_PROBLEM TO SOLVE_
Every line holding "pink" should be copied from the records below.

Stored data entries
# # # # # # #
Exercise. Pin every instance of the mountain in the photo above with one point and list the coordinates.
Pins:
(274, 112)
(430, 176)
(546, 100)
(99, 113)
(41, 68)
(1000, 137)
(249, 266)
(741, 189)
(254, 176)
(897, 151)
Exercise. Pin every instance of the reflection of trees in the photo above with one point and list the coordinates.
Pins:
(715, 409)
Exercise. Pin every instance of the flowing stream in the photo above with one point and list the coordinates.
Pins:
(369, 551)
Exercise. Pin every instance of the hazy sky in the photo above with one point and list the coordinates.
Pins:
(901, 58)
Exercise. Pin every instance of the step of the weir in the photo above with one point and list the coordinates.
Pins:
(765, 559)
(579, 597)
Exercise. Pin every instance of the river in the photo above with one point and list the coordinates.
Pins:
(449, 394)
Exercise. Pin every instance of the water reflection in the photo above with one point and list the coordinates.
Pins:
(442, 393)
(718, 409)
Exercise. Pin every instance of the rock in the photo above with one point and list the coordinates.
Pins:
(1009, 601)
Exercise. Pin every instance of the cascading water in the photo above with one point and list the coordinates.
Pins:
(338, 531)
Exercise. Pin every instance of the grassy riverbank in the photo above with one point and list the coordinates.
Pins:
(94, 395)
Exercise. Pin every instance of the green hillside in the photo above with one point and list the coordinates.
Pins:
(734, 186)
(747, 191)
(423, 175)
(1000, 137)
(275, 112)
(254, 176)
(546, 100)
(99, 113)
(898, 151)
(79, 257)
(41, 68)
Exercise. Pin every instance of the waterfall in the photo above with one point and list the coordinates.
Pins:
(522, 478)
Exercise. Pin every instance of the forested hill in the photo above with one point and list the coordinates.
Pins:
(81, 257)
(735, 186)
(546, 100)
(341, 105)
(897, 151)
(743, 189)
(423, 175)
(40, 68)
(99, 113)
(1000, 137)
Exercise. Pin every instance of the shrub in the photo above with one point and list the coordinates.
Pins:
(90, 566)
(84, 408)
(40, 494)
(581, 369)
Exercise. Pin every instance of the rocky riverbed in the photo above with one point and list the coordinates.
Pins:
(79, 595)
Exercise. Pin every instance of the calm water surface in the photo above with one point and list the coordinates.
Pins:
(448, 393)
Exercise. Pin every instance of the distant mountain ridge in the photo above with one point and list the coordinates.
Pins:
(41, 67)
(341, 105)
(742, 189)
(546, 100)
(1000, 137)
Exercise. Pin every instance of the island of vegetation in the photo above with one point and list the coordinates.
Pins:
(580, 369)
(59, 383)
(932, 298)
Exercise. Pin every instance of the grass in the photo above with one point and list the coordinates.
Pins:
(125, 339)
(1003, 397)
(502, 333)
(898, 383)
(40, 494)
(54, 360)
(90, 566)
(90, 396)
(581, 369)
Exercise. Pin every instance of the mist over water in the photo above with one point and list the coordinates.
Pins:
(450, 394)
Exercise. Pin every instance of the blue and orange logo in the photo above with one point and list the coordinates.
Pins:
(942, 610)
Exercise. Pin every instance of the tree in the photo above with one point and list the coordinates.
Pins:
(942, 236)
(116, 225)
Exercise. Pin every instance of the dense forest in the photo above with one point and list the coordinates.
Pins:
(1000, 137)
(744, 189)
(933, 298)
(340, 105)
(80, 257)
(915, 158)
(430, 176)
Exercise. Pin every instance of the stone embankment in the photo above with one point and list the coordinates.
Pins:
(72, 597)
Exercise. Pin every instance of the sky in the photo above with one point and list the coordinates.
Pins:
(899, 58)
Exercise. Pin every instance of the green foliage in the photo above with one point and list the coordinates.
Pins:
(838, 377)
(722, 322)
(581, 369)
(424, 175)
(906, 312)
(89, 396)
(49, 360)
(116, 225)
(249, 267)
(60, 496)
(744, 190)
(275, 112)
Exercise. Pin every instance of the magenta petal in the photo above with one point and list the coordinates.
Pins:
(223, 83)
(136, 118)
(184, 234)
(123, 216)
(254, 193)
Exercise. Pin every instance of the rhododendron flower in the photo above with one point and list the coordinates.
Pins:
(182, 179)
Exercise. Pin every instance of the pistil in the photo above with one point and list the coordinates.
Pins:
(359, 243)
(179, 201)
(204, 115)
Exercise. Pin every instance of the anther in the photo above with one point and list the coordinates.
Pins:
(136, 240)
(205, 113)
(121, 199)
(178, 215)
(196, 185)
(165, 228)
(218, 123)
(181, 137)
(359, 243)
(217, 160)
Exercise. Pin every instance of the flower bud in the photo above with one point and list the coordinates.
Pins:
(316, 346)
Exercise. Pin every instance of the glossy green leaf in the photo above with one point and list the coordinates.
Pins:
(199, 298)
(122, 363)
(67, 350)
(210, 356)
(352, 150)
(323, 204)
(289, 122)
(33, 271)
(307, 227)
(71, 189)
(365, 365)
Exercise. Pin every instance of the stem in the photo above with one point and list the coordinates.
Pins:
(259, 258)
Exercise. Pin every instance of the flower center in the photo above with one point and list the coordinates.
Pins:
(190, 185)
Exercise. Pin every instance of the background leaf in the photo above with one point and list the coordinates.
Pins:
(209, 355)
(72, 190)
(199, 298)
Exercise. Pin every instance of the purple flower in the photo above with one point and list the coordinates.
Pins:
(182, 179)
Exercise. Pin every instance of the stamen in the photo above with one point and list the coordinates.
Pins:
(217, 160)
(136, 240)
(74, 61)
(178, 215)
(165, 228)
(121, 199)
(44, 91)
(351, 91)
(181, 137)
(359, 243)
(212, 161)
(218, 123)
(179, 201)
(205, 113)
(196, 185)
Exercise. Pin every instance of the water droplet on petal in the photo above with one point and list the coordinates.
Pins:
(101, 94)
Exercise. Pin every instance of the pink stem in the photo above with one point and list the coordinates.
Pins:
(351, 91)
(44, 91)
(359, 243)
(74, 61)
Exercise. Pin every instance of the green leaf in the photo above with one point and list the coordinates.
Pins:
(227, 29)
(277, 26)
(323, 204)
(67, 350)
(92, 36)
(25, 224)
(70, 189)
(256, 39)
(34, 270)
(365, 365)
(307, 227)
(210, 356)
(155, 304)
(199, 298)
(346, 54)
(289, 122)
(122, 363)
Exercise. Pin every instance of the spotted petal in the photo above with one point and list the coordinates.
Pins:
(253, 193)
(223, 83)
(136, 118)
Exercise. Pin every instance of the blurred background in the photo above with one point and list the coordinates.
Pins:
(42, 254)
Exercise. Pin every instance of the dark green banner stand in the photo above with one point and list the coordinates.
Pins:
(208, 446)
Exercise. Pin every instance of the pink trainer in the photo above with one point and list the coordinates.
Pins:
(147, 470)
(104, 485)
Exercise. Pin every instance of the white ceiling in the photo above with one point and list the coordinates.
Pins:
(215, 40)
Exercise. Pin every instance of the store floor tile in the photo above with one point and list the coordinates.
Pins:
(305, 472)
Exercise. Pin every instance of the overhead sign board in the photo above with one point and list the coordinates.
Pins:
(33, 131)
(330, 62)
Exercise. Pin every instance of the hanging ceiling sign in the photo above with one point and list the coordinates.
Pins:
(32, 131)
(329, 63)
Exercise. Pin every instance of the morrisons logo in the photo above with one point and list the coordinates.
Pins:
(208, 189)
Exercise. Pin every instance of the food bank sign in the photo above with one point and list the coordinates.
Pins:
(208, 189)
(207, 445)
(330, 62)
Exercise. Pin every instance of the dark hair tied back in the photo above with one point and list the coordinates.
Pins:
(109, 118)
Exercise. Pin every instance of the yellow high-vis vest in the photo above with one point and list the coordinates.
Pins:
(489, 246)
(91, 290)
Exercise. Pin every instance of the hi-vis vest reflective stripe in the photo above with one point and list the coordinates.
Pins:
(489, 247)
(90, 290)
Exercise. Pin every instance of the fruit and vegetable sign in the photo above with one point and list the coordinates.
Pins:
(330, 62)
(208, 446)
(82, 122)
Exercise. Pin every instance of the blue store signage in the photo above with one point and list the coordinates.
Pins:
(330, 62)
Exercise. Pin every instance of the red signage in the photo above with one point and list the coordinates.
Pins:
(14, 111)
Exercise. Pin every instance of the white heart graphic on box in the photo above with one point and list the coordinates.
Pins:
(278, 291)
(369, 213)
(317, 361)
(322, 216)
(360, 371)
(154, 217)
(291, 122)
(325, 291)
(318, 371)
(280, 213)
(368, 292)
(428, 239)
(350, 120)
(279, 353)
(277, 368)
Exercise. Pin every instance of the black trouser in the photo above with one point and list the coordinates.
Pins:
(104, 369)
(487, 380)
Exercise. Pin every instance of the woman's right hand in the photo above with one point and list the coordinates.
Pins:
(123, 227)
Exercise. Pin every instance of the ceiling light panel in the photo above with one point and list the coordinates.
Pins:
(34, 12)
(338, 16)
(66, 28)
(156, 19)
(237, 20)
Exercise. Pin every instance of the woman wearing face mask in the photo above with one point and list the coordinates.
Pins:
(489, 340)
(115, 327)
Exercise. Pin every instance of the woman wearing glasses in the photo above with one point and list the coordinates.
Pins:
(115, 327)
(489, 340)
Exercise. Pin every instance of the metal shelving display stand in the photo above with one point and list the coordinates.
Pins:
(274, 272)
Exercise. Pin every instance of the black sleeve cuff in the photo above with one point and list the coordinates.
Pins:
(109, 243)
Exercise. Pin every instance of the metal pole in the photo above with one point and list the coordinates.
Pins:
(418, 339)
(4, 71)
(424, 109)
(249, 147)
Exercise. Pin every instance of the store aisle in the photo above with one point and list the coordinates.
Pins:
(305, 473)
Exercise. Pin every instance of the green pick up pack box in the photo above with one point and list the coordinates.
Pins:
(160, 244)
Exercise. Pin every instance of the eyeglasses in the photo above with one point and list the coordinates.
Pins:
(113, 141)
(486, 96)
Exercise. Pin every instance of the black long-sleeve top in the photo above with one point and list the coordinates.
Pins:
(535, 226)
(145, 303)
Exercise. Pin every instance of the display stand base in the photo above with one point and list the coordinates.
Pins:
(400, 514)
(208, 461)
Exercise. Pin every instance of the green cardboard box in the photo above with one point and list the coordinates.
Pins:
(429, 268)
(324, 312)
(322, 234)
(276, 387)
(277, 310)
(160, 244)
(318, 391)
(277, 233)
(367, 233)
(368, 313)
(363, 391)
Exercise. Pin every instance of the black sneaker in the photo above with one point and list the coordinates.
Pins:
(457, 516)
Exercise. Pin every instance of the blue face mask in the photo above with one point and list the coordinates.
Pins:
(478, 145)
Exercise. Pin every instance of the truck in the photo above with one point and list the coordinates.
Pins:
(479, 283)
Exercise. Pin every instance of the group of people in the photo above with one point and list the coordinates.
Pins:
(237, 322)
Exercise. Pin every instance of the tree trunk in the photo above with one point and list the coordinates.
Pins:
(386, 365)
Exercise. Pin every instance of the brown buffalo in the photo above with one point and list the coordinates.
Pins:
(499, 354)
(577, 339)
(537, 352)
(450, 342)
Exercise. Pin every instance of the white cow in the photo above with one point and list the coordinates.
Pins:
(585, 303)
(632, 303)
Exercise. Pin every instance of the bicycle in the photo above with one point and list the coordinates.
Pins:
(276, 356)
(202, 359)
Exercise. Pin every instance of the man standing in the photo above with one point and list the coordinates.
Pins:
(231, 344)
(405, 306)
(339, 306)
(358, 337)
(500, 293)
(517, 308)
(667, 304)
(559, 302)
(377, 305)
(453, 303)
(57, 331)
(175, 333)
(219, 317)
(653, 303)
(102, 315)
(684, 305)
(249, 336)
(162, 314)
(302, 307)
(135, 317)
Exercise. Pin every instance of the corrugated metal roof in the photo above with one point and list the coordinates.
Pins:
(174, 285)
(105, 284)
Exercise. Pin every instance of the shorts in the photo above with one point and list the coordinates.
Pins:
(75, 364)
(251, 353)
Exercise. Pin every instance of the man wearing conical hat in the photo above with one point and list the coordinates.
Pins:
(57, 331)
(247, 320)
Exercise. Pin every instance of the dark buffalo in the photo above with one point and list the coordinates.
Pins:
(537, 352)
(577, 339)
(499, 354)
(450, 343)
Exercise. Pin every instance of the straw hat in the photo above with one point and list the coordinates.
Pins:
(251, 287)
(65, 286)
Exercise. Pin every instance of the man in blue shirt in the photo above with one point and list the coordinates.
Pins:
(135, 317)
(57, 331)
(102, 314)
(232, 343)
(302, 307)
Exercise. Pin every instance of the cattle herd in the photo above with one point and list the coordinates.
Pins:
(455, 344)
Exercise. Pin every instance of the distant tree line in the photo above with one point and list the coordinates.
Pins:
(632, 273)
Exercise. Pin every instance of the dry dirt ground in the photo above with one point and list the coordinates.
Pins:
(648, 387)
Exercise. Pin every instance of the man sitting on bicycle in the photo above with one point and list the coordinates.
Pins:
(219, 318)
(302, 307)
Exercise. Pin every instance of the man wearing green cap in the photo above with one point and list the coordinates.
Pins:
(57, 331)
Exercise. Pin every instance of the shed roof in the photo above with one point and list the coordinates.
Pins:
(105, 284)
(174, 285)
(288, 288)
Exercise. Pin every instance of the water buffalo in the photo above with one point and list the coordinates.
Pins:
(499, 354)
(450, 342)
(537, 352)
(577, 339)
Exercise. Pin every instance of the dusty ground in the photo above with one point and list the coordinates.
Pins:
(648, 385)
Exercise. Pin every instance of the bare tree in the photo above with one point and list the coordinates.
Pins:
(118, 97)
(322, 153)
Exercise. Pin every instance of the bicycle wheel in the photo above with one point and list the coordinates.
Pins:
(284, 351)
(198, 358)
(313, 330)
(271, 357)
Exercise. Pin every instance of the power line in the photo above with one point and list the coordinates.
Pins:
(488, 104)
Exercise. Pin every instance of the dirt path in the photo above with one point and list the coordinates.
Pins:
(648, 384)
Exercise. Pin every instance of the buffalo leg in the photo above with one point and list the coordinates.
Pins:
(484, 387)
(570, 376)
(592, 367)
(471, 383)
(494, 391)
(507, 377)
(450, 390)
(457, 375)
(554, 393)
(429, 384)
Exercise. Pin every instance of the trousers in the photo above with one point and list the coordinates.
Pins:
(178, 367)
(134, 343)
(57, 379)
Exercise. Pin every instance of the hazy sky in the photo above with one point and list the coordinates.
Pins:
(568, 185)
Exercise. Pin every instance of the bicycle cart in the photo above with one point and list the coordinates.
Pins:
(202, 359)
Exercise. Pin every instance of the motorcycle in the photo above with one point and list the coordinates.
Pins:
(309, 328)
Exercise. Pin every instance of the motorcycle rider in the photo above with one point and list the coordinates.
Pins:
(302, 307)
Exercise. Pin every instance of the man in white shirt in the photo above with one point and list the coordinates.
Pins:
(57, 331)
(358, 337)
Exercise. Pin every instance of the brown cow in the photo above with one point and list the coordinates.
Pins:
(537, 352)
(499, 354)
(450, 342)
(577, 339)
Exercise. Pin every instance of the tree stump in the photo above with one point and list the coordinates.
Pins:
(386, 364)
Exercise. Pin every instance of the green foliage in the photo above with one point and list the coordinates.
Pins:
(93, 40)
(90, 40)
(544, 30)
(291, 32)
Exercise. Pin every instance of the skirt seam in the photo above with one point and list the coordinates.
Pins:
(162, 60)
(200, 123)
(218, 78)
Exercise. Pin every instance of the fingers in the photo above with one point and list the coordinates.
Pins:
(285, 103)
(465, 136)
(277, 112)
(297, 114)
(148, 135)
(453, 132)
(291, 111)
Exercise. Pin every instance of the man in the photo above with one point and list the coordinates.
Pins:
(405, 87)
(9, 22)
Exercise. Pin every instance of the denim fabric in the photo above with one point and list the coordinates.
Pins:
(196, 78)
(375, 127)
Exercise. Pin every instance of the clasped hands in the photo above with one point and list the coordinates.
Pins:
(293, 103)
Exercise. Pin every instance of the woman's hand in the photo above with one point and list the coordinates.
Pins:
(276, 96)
# # # # # # #
_EXERCISE OUTPUT_
Exercise. Pin every instance of the pink stem in the photo above with one point and list the coordinates.
Exercise. Pin every instance of the pink trainer in the photo above with one point and list the coordinates.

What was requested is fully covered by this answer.